Start

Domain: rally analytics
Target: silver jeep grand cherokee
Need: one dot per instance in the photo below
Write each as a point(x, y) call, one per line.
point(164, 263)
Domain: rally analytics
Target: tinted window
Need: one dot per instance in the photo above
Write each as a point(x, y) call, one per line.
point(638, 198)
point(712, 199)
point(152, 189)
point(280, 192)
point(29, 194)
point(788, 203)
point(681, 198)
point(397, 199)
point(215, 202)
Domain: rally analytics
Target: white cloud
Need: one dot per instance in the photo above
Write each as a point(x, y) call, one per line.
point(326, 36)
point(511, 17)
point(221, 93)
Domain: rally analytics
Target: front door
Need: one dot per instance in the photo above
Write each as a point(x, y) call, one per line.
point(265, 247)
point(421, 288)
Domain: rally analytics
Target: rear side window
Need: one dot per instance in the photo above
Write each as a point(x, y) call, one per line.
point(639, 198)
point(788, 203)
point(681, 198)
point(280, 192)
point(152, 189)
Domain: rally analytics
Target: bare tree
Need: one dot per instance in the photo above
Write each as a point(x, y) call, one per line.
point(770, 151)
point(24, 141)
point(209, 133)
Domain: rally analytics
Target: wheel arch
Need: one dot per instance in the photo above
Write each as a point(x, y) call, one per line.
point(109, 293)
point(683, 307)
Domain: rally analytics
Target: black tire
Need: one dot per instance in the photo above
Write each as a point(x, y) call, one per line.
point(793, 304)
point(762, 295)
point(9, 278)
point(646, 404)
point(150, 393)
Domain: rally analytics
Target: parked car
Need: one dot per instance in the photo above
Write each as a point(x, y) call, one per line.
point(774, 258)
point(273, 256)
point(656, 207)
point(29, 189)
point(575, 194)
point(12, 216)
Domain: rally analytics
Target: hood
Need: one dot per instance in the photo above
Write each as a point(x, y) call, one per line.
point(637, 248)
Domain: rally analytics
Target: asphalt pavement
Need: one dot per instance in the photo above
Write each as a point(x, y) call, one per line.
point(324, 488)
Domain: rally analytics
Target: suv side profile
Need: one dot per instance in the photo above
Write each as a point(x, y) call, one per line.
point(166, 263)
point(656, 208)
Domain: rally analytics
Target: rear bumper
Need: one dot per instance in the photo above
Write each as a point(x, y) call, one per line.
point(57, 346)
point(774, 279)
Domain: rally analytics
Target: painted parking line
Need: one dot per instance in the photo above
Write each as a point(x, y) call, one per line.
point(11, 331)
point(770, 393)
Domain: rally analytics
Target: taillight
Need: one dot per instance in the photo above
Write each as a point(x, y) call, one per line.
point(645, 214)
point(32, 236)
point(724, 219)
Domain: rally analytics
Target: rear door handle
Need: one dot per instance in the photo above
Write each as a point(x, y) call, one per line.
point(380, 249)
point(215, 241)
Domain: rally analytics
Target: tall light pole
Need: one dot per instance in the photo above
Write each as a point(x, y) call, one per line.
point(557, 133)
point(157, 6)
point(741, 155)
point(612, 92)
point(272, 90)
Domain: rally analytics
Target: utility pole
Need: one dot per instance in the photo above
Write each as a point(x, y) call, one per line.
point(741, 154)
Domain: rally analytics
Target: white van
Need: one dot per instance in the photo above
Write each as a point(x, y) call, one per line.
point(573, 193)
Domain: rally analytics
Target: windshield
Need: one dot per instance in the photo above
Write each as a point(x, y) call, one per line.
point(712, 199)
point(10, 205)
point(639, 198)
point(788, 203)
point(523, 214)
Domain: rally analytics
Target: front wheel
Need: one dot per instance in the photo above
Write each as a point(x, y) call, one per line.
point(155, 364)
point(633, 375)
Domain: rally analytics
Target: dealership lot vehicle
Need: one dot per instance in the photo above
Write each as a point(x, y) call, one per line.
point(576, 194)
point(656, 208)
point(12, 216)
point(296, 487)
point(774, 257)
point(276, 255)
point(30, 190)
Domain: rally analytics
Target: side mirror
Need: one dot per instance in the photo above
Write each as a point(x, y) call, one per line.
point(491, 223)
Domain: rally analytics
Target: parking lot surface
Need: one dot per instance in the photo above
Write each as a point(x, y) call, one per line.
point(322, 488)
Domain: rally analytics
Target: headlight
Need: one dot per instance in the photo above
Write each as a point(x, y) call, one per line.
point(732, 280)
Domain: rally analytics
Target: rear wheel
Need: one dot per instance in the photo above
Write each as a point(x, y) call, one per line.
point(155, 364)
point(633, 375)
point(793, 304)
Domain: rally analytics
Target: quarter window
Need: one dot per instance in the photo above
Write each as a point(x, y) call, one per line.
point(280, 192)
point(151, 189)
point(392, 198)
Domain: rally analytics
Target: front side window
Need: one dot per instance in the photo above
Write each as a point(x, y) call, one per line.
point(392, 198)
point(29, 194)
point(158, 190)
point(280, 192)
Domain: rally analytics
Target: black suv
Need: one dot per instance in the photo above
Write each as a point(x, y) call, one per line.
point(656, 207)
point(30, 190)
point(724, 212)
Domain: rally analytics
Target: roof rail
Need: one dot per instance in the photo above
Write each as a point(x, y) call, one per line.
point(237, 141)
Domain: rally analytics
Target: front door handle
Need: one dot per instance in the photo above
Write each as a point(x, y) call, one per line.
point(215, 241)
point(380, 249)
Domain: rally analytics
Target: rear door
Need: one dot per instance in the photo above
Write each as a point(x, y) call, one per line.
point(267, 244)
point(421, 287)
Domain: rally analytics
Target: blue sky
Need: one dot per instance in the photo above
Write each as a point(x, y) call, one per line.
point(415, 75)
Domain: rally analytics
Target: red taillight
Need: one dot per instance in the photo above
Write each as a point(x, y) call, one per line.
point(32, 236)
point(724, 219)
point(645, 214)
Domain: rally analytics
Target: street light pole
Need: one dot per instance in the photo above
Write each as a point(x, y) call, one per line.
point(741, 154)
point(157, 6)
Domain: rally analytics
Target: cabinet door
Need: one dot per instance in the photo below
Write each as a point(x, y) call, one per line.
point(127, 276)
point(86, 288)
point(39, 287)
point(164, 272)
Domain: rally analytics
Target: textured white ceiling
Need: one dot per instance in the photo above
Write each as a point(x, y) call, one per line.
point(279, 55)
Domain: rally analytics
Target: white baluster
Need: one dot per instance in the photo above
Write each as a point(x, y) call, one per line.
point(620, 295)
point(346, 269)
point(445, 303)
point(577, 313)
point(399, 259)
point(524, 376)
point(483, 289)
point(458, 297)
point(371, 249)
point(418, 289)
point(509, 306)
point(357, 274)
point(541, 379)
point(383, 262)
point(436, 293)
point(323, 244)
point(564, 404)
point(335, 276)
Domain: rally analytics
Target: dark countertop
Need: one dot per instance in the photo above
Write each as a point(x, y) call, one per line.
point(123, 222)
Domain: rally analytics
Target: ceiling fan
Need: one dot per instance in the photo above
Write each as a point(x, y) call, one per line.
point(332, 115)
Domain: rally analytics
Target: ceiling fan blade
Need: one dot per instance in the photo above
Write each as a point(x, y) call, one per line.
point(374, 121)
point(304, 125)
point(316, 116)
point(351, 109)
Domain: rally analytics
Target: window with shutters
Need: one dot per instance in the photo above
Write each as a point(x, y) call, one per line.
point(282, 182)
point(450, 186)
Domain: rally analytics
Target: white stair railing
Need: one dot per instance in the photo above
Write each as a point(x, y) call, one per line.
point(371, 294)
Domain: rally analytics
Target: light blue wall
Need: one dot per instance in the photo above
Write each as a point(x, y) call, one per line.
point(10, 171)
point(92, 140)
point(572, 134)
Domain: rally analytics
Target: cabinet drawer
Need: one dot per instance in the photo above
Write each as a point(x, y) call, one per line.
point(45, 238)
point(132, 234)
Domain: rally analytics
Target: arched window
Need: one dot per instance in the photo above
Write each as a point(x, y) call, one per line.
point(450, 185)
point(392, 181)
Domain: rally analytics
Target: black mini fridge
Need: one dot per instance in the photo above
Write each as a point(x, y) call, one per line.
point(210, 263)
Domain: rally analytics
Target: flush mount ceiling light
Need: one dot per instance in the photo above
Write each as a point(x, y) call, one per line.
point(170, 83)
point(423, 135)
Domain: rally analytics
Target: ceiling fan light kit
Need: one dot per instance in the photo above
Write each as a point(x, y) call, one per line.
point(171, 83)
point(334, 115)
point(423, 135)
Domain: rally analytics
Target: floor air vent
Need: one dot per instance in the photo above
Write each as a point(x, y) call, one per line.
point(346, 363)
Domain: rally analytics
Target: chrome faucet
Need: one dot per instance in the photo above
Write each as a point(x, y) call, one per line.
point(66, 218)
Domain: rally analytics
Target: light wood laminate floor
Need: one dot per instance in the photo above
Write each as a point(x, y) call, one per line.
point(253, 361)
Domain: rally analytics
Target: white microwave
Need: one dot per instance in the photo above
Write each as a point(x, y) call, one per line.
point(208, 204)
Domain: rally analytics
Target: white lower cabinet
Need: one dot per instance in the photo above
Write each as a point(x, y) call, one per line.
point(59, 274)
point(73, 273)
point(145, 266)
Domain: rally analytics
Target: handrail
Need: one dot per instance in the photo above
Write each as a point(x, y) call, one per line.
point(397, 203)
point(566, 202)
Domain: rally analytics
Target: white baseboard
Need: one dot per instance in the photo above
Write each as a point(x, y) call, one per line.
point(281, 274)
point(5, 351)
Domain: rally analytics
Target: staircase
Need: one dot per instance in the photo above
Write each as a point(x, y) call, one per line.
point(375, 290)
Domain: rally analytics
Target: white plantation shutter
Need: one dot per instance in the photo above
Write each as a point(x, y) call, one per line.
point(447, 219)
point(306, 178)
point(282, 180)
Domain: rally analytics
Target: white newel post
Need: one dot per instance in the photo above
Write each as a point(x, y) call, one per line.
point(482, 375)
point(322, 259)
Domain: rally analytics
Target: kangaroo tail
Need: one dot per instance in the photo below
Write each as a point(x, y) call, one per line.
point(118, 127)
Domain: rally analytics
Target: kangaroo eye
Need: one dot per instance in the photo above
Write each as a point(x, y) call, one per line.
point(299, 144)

End

*What to work on*
Please collect every line above that contains the word "window". Case counts.

*Finished answer*
Target: tinted window
Target: rear side window
Target: quarter window
Target: front side window
Target: window with shutters
Target: arched window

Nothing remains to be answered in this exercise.